Within the records, find every line that includes the word "photo" and copy it.

------ EXTRACTED RECORDS ------

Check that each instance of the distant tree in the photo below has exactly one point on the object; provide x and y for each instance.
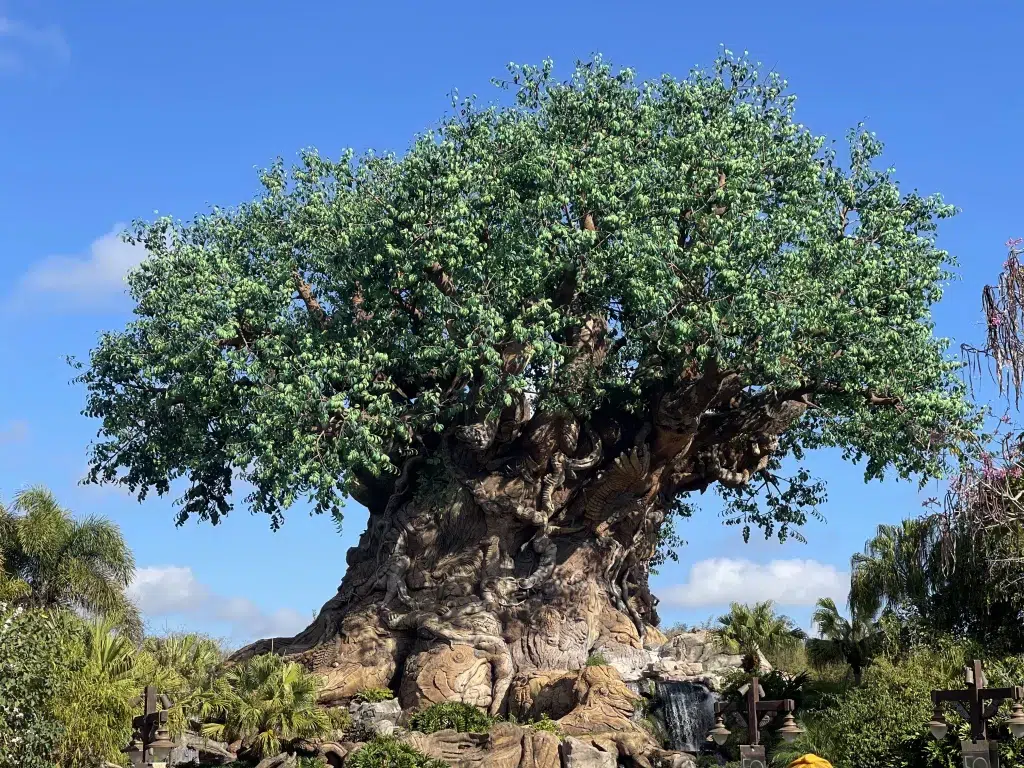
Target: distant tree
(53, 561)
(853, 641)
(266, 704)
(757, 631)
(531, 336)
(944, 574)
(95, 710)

------
------ EXTRACTED RECORDS ------

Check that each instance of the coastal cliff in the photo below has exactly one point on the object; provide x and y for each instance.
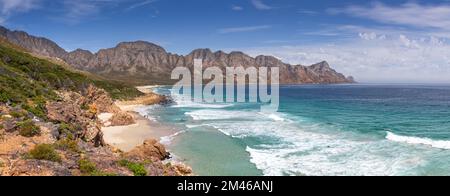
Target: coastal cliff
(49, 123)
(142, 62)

------

▸ RESULT
Check that each instance of the distant tree in the photo below has exactly one point on the object; provide x and y for each instance.
Check that each instance of the coastal cliff in the photo below has exactly one point on the object; provide x and y for each instance.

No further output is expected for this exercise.